* [Goal]: Without changing a character, return the entries, but not the images they hold.

================================

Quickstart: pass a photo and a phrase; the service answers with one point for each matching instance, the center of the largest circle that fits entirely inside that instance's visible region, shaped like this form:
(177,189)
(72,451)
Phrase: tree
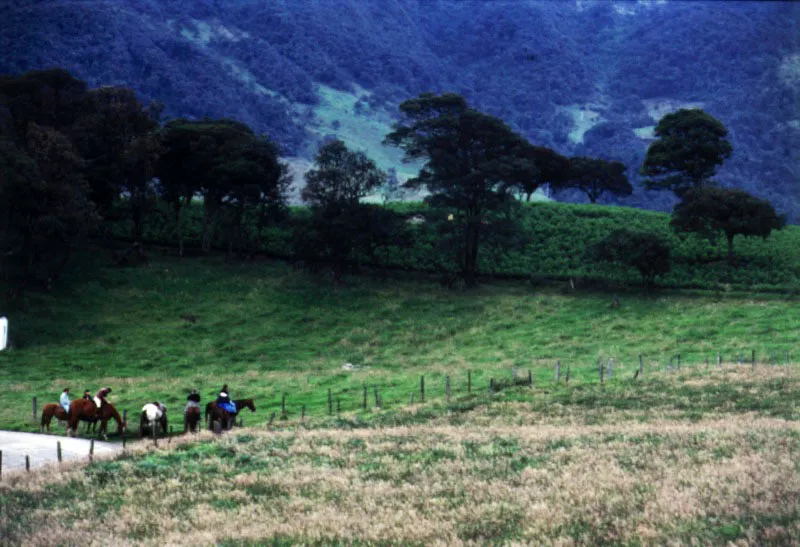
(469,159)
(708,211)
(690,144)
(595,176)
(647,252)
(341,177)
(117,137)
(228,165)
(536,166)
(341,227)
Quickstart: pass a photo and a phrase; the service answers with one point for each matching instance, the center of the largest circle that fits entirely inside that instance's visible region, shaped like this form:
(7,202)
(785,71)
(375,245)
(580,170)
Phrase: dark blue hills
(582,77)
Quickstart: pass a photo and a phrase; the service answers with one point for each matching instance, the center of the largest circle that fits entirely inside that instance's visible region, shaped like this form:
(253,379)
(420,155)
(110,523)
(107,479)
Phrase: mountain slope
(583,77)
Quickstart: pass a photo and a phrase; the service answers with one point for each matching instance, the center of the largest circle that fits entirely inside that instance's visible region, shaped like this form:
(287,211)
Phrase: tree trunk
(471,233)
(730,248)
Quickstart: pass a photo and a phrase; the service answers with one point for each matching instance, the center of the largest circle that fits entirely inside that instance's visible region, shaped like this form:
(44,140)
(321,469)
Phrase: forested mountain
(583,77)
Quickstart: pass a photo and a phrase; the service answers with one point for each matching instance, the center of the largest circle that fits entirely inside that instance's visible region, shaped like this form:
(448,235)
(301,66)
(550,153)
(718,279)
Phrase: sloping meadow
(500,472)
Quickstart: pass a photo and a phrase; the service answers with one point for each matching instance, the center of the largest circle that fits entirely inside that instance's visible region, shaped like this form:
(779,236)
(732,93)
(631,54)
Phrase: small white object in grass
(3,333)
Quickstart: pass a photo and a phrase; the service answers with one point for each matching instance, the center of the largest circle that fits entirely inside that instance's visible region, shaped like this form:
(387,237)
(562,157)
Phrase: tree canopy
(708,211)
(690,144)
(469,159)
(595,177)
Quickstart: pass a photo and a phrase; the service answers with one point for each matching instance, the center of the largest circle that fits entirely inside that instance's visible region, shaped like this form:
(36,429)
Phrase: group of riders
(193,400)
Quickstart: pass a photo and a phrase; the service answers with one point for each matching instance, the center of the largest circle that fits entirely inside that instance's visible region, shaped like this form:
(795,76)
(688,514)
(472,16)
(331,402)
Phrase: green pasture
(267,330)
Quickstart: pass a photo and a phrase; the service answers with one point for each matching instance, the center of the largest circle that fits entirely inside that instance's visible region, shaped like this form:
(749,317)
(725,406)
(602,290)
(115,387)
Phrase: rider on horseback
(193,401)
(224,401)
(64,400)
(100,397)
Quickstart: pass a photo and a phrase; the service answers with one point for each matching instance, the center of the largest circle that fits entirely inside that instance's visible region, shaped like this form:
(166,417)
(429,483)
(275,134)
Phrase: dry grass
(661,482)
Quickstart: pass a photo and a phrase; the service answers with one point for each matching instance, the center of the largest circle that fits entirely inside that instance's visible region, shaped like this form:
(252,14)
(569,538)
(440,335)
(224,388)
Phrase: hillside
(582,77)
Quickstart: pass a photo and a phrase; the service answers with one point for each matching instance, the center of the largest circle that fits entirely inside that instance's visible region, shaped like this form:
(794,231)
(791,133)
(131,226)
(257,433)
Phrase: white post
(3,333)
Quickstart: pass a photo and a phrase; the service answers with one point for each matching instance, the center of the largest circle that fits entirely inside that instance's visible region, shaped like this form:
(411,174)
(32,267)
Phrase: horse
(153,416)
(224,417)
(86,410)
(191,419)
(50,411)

================================

* [Result of this exercise]:
Quickstart: pass a photo and a phrase; the service answers with one point for each matching instance, the center of the largest circle that fits entirely inside that instance's visible region, shaped like this form:
(177,189)
(72,451)
Phrase: tree
(469,159)
(708,211)
(690,144)
(595,176)
(647,252)
(341,177)
(117,137)
(228,165)
(536,166)
(341,227)
Quickstart: pass a photo and a phrase; the service answers with one point for each matching instance, the center of the largest circle that fits entirely inside that instance's visible region, shaped like this form:
(7,202)
(785,71)
(375,245)
(580,170)
Phrase: dark blue hills
(582,77)
Quickstart: pass a photo and a phrase; the service answers with one point for each matching instance, the center of the largest circle that fits entirely inside that instance's visible region, shaped like this form:
(253,379)
(420,155)
(110,523)
(107,479)
Phrase: mountain slope
(583,77)
Quickstart: pass a photo and a phrase; the service answers with one point for each matching instance, the center of the largest circle that fits entirely inside that instance's visible region, shaped like this form:
(287,211)
Phrase: tree trunk
(471,233)
(730,248)
Quickstart: pass a photo and a phrase; the service answers with one point for each matching instance, the center of the largest circle that fits entirely inside that instance's visible region, shaped like this form:
(44,140)
(321,469)
Phrase: forested mountain
(583,77)
Quickstart: pass a photo and a phrase; the service answers with one point for each matching instance, the center of the largest circle that fits entirely inside that instance's visible region, shaped like this form:
(448,235)
(301,66)
(550,153)
(718,279)
Phrase: sloping meadow
(500,472)
Quickstart: pass a photo and a phrase; the service answers with one point for each matching instance, the center of the largest circle that fits entirely inside that instance's visible region, shaped like this form:
(779,236)
(732,93)
(631,54)
Phrase: small white object in grass
(3,333)
Quickstart: pass a photo and a phrase; the service answers with one point for each matching instance, the center of the largest circle that fits entirely inside that instance's visible region, shaped like this form:
(387,237)
(562,157)
Phrase: tree canopy
(708,211)
(690,144)
(469,159)
(595,177)
Quickstart: pass a photo and a phrase; the service answers with one point for each matching instance, the center of the largest circle that fits entirely inside that instance's visible region, shaped like this form:
(36,429)
Phrase: group of riders
(193,400)
Quickstart: pass a photo and a phrase; the service answers with one point for each matching instance, the center of the largest circle that fits entirely inside that instance's visible region, shaped like this form:
(795,76)
(688,514)
(472,16)
(331,402)
Phrase: green pasture
(267,330)
Quickstart: pass a photo and a phrase; the service answers with one point for each matching instance, the center of the largest circle that fits entirely inside that instance's visible region, shaped like this form:
(749,317)
(725,406)
(602,290)
(115,387)
Phrase: rider on horseback
(193,401)
(224,401)
(64,400)
(100,397)
Quickstart: pass a photo and a phrase; the service answers with one point for each matching instance, the center of the largest circle that fits entirely inside that instance's visible region, shaped like this form:
(166,417)
(429,483)
(275,134)
Phrase: dry grass
(661,482)
Quickstart: pass a photo and a phrase; the service answers with one point for each matching instance, the center of the largest circle that fits entirely inside that instance's visible region, shaped like this form:
(252,14)
(569,538)
(440,335)
(224,388)
Phrase: hillside
(582,77)
Quickstart: pass a photo and a phrase; the service answers with one point for each matching instance, the center of the largest circle that fits entirely inside that instance's visible region, shaped like this form:
(794,231)
(791,133)
(131,226)
(257,433)
Phrase: white post
(3,333)
Quickstart: pass a photo and a phrase; the service answers with one point for each matching instance, the center of the largest circle that fits entirely inside that instance's visible region, shaped like this form:
(411,174)
(32,267)
Phrase: horse
(153,416)
(224,417)
(86,410)
(191,419)
(50,411)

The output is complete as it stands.